:: 阅读文本

CREATE TABLE pageviews (userid VARCHAR(64), link STRING, came_from STRING)
PARTITIONED BY (datestamp STRING)
CLUSTERED BY (userid) INTO 256 BUCKETS STORED AS ORC;

INSERT INTO TABLE pageviews PARTITION (datestamp = '2014-09-23')
VALUES ('jsmith', 'mail.com', 'sports.com'),
('jdoe', 'mail.com', null);

INSERT INTO TABLE pageviews PARTITION (datestamp)
VALUES ('tjohnson', 'sports.com', 'finance.com', '2014-09-23'),
('tlee', 'finance.com', null, '2014-09-21');

INSERT INTO TABLE pageviews
VALUES ('tjohnson', 'sports.com', 'finance.com', '2014-09-23'),
('tlee', 'finance.com', null, '2014-09-21');

更新数据

UPDATE tablename SET column = value [, column = value ...] [WHERE expression]
  • 分配的值必须是 Hive 在 select 子句中支持的表达式。因此支持算术运算符、UDF、强制转换、文字等。不支持子查询。
  • 只有匹配 WHERE 子句的行才会被更新。
  • 无法更新分区列,无法更新分桶列。
  • 成功完成此操作后,将自动提交更改。

删除数据

DELETE FROM tablename [WHERE expression]
  • 只有匹配 WHERE 子句的行才会被删除。
  • 成功完成此操作后,将自动提交更改。

合并操作

MERGE 从Hive 2.2开始可用,允许根据与源表的连接结果对目标表执行操作。

MERGE INTO <target table> AS T USING <source expression/table> AS S
ON <boolean expression1>
WHEN MATCHED [AND <boolean expression2>] THEN UPDATE SET <set clause list>
WHEN MATCHED [AND <boolean expression3>] THEN DELETE
WHEN NOT MATCHED [AND <boolean expression4>] THEN INSERT VALUES<value list>
  • 可能存在 1、2 或 3 个 WHEN 子句;每种类型最多 1 个:UPDATE/DELETE/INSERT。

::::
:: 所给信息

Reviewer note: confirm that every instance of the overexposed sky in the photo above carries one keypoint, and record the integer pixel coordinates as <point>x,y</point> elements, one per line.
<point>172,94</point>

::::

**任务说明**
能否把 Hive 数据操作说明中介于“CLUSTERED BY (userid)”和“pageviews PARTITION (datestamp)”之间(含首尾)的部分改写出来,并将其中的“jsmith”换成“mchen”?

**处理结果**
CLUSTERED BY (userid) INTO 256 BUCKETS STORED AS ORC;

INSERT INTO TABLE pageviews PARTITION (datestamp = '2014-09-23')
VALUES ('mchen', 'mail.com', 'sports.com'),
('jdoe', 'mail.com', null);

INSERT INTO TABLE pageviews PARTITION (datestamp)